Return exactly the lines below, starting with the one that has "Provide the mask of every instance of the white" and going on through the one that has "Provide the mask of every instance of the stage".

=== DATA ===
########################################

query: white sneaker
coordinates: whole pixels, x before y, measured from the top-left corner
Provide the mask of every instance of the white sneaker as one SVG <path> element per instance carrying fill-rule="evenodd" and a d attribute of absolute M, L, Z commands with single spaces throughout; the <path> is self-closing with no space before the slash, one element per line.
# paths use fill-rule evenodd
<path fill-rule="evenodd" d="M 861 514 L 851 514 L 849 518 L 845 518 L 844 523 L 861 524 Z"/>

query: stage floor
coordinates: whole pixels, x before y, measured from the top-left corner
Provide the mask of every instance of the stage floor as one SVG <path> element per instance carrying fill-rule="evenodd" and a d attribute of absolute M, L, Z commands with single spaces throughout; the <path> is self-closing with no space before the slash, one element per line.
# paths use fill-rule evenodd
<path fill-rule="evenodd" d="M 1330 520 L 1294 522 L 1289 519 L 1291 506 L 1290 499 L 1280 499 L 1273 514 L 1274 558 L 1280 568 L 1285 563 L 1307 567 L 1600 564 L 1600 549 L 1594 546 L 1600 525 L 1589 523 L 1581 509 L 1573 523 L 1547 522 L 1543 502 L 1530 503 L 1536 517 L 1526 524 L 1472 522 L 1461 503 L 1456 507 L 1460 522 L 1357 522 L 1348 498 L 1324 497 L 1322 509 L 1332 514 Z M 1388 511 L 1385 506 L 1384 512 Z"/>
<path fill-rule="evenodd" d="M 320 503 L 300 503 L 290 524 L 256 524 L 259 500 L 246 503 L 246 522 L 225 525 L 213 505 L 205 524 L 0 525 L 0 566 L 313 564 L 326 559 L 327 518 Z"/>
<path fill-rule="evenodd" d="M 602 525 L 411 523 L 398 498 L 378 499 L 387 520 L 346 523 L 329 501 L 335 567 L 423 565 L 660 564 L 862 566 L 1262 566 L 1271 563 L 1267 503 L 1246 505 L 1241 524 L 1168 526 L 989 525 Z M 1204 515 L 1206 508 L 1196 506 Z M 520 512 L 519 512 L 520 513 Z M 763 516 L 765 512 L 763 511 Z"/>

########################################

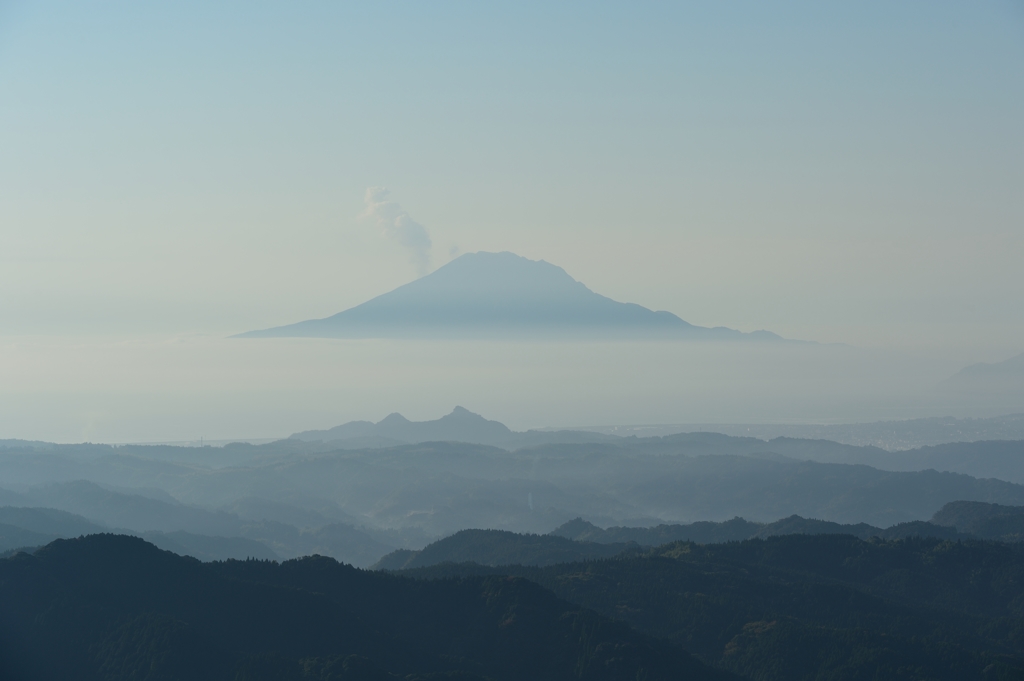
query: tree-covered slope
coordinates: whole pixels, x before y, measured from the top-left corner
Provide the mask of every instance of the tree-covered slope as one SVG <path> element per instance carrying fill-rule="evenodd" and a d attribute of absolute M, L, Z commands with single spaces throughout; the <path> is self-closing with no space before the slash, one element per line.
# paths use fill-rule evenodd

########################################

=== YOUR RESPONSE ===
Provide the mask of every instance of the white sneaker as one SVG <path> element per instance carrying fill-rule="evenodd" and a d attribute of absolute M, L, Z commands with single spaces throughout; the <path> is self-closing with no space before the slash, one element per line.
# paths use fill-rule evenodd
<path fill-rule="evenodd" d="M 861 514 L 851 514 L 849 518 L 845 518 L 844 523 L 861 524 Z"/>

query: stage floor
coordinates: whole pixels, x before y, measured from the top-left corner
Provide the mask of every instance of the stage floor as one SVG <path> element per instance carrying fill-rule="evenodd" and a d attribute of absolute M, L, Z commands with single spaces throughout; the <path> is self-closing with no space before the slash, one element per line.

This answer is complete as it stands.